◆ THE PROBLEM ◆
Please write out all of the entries exactly as they appear.

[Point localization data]
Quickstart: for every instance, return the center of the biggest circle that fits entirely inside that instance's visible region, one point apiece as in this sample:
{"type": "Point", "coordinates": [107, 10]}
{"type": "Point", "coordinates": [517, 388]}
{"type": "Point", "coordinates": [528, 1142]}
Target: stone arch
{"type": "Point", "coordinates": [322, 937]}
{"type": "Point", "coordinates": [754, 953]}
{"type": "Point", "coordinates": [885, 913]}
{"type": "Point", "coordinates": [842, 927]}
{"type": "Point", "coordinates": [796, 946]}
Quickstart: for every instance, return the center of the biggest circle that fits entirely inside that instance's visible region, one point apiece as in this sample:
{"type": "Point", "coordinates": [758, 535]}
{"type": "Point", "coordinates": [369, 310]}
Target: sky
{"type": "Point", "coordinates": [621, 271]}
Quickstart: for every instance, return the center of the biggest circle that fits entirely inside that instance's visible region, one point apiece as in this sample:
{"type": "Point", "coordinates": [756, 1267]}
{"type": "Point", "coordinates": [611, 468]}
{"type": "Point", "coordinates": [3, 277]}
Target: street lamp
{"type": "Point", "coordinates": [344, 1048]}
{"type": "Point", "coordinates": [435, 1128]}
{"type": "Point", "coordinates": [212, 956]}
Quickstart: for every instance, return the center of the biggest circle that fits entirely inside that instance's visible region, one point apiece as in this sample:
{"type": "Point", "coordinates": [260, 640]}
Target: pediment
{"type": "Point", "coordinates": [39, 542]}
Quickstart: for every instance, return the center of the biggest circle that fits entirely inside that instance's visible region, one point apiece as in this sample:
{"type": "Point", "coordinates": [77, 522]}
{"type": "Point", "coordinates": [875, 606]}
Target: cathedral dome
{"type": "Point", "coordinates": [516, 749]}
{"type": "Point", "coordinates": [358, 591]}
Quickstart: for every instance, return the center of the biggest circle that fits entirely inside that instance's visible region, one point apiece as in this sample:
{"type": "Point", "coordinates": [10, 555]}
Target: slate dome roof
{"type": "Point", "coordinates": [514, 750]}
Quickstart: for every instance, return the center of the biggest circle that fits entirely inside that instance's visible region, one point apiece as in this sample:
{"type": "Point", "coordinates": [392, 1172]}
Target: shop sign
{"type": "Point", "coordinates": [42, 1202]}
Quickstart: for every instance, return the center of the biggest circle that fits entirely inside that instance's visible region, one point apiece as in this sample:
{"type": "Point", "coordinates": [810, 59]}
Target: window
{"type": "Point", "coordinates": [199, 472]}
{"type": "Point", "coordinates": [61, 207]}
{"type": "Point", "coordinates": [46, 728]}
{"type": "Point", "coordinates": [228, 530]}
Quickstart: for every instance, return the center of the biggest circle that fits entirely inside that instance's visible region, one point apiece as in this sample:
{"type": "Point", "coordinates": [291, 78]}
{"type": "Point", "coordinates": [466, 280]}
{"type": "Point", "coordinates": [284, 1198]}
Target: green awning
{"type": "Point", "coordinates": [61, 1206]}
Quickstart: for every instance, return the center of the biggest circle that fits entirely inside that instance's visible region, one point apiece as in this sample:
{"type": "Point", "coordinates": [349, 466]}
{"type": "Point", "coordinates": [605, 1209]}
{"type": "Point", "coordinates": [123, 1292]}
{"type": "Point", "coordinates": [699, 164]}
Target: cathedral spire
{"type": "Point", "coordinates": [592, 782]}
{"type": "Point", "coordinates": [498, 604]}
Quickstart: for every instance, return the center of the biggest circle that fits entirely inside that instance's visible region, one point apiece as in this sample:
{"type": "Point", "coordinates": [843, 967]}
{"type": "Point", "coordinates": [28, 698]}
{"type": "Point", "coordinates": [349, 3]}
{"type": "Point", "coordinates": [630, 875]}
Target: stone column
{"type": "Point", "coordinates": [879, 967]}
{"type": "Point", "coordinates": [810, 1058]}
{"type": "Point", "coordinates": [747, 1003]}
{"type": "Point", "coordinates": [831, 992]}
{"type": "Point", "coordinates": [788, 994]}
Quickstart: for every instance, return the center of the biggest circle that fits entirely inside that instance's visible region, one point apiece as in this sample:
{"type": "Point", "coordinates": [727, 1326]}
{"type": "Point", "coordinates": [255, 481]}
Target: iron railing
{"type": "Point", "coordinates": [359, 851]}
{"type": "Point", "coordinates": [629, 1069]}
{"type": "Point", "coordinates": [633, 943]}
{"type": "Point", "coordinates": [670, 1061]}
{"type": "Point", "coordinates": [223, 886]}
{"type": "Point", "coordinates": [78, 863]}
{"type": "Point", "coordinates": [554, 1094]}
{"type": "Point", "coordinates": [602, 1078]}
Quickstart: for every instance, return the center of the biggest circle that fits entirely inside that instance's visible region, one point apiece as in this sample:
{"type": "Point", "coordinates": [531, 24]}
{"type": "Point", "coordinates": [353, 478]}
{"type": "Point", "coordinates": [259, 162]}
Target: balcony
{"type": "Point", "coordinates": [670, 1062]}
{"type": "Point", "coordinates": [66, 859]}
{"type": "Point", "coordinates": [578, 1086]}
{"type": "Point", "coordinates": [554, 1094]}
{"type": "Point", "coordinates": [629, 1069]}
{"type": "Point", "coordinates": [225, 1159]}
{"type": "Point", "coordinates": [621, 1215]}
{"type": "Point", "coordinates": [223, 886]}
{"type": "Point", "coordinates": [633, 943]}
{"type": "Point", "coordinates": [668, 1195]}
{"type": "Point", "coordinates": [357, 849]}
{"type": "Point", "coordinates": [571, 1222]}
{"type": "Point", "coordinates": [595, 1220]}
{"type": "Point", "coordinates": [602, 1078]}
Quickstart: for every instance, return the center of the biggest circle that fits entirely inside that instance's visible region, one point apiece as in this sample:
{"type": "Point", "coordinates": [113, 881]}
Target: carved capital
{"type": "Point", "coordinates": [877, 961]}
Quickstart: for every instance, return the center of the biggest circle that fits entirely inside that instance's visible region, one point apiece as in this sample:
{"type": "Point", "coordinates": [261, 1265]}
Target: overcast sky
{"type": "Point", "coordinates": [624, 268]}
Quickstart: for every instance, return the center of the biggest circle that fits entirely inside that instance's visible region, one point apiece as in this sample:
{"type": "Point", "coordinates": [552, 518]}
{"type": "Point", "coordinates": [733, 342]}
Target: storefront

◆ COMPLETED EXERCISE ◆
Quickstart: for every instance, return the center of the biggest circle that fits entirely inside that instance's visible region, one point apiece as in this sample:
{"type": "Point", "coordinates": [107, 10]}
{"type": "Point", "coordinates": [517, 388]}
{"type": "Point", "coordinates": [528, 1142]}
Target: stone arch
{"type": "Point", "coordinates": [322, 937]}
{"type": "Point", "coordinates": [754, 953]}
{"type": "Point", "coordinates": [885, 913]}
{"type": "Point", "coordinates": [842, 927]}
{"type": "Point", "coordinates": [796, 946]}
Quickstart: for every instance, return the center of the biggest circle that fits entirely inside that instance's visible region, one point apiece as in this sample:
{"type": "Point", "coordinates": [758, 535]}
{"type": "Point", "coordinates": [369, 310]}
Target: sky
{"type": "Point", "coordinates": [621, 271]}
Quickstart: for every instance, return the center of the biggest circle that fits entirely inside that instance's visible region, one point apiece as in this sample:
{"type": "Point", "coordinates": [756, 1267]}
{"type": "Point", "coordinates": [611, 468]}
{"type": "Point", "coordinates": [3, 277]}
Target: street lamp
{"type": "Point", "coordinates": [344, 1048]}
{"type": "Point", "coordinates": [435, 1128]}
{"type": "Point", "coordinates": [212, 956]}
Quickstart: for every instance, return the center of the biggest circle that fits entirely inside that instance's visible region, one point apiece as in this sample:
{"type": "Point", "coordinates": [260, 640]}
Target: pediment
{"type": "Point", "coordinates": [39, 542]}
Quickstart: for every instance, return the center of the biggest circle that fits entirely inside that instance's visible region, one point apiece as in this sample:
{"type": "Point", "coordinates": [77, 522]}
{"type": "Point", "coordinates": [875, 606]}
Target: cathedral dome
{"type": "Point", "coordinates": [516, 749]}
{"type": "Point", "coordinates": [358, 591]}
Quickstart: for every instance, return the center of the biggest circle that fits entirely inside that instance's visible region, one point apiece as in this sample:
{"type": "Point", "coordinates": [10, 555]}
Target: slate dome roof
{"type": "Point", "coordinates": [514, 750]}
Quickstart: for every instance, return the center of the biggest circle that fits entirely inside that instance's visible region, one point apiece as in this sample:
{"type": "Point", "coordinates": [392, 1172]}
Target: shop sign
{"type": "Point", "coordinates": [42, 1202]}
Quickstart: for every instance, return the center of the biggest circle that fits entirely inside that instance's visible region, one point apiece as in this sample:
{"type": "Point", "coordinates": [810, 59]}
Target: window
{"type": "Point", "coordinates": [199, 472]}
{"type": "Point", "coordinates": [61, 207]}
{"type": "Point", "coordinates": [46, 728]}
{"type": "Point", "coordinates": [228, 530]}
Quickstart: for every instance, return the center of the biggest circle that fits entirely inside that instance's visible region, one point apiece as in this sample:
{"type": "Point", "coordinates": [291, 78]}
{"type": "Point", "coordinates": [466, 280]}
{"type": "Point", "coordinates": [284, 1198]}
Target: green awning
{"type": "Point", "coordinates": [61, 1206]}
Quickstart: for every instance, return the center of the biggest circle that fits entirely inside that instance's visible region, one point apiece as in this sample:
{"type": "Point", "coordinates": [349, 466]}
{"type": "Point", "coordinates": [605, 1209]}
{"type": "Point", "coordinates": [123, 1292]}
{"type": "Point", "coordinates": [699, 164]}
Target: cathedral spire
{"type": "Point", "coordinates": [592, 782]}
{"type": "Point", "coordinates": [498, 604]}
Quickstart: for every instance, return the center of the biggest circle that fits entirely inside that instance's visible region, one point apiece as in this sample:
{"type": "Point", "coordinates": [843, 967]}
{"type": "Point", "coordinates": [28, 698]}
{"type": "Point", "coordinates": [349, 3]}
{"type": "Point", "coordinates": [630, 875]}
Target: stone column
{"type": "Point", "coordinates": [879, 967]}
{"type": "Point", "coordinates": [810, 1058]}
{"type": "Point", "coordinates": [747, 1003]}
{"type": "Point", "coordinates": [831, 992]}
{"type": "Point", "coordinates": [788, 994]}
Quickstart: for every instance, return the center of the biggest circle that fits entirely inside that instance's visible region, one point apiece as in this sample:
{"type": "Point", "coordinates": [727, 1326]}
{"type": "Point", "coordinates": [255, 481]}
Target: iron railing
{"type": "Point", "coordinates": [359, 851]}
{"type": "Point", "coordinates": [629, 1069]}
{"type": "Point", "coordinates": [633, 943]}
{"type": "Point", "coordinates": [670, 1061]}
{"type": "Point", "coordinates": [223, 886]}
{"type": "Point", "coordinates": [78, 863]}
{"type": "Point", "coordinates": [554, 1094]}
{"type": "Point", "coordinates": [602, 1078]}
Quickstart: for every instance, return the center of the biggest circle that fits entirely inside that instance's visible region, one point apiece as in this sample:
{"type": "Point", "coordinates": [531, 24]}
{"type": "Point", "coordinates": [353, 478]}
{"type": "Point", "coordinates": [259, 162]}
Target: balcony
{"type": "Point", "coordinates": [670, 1062]}
{"type": "Point", "coordinates": [66, 859]}
{"type": "Point", "coordinates": [578, 1086]}
{"type": "Point", "coordinates": [554, 1094]}
{"type": "Point", "coordinates": [629, 1069]}
{"type": "Point", "coordinates": [225, 1159]}
{"type": "Point", "coordinates": [621, 1215]}
{"type": "Point", "coordinates": [223, 886]}
{"type": "Point", "coordinates": [633, 943]}
{"type": "Point", "coordinates": [668, 1195]}
{"type": "Point", "coordinates": [357, 849]}
{"type": "Point", "coordinates": [571, 1222]}
{"type": "Point", "coordinates": [595, 1220]}
{"type": "Point", "coordinates": [602, 1078]}
Quickstart: for every instance, return the center of the biggest circle that fits entirely inside that instance's visible region, one point apiece as in this sample:
{"type": "Point", "coordinates": [113, 881]}
Target: carved capital
{"type": "Point", "coordinates": [877, 961]}
Quickstart: for every instance, return the center of the biggest circle that fits entirely inside that instance's visible region, one point apiece as in this sample:
{"type": "Point", "coordinates": [261, 1265]}
Target: overcast sky
{"type": "Point", "coordinates": [624, 268]}
Quickstart: for every instance, return the center of the biggest circle that fits entirely inside that instance's visible region, one point apiece as in this sample:
{"type": "Point", "coordinates": [552, 518]}
{"type": "Point", "coordinates": [733, 342]}
Target: storefront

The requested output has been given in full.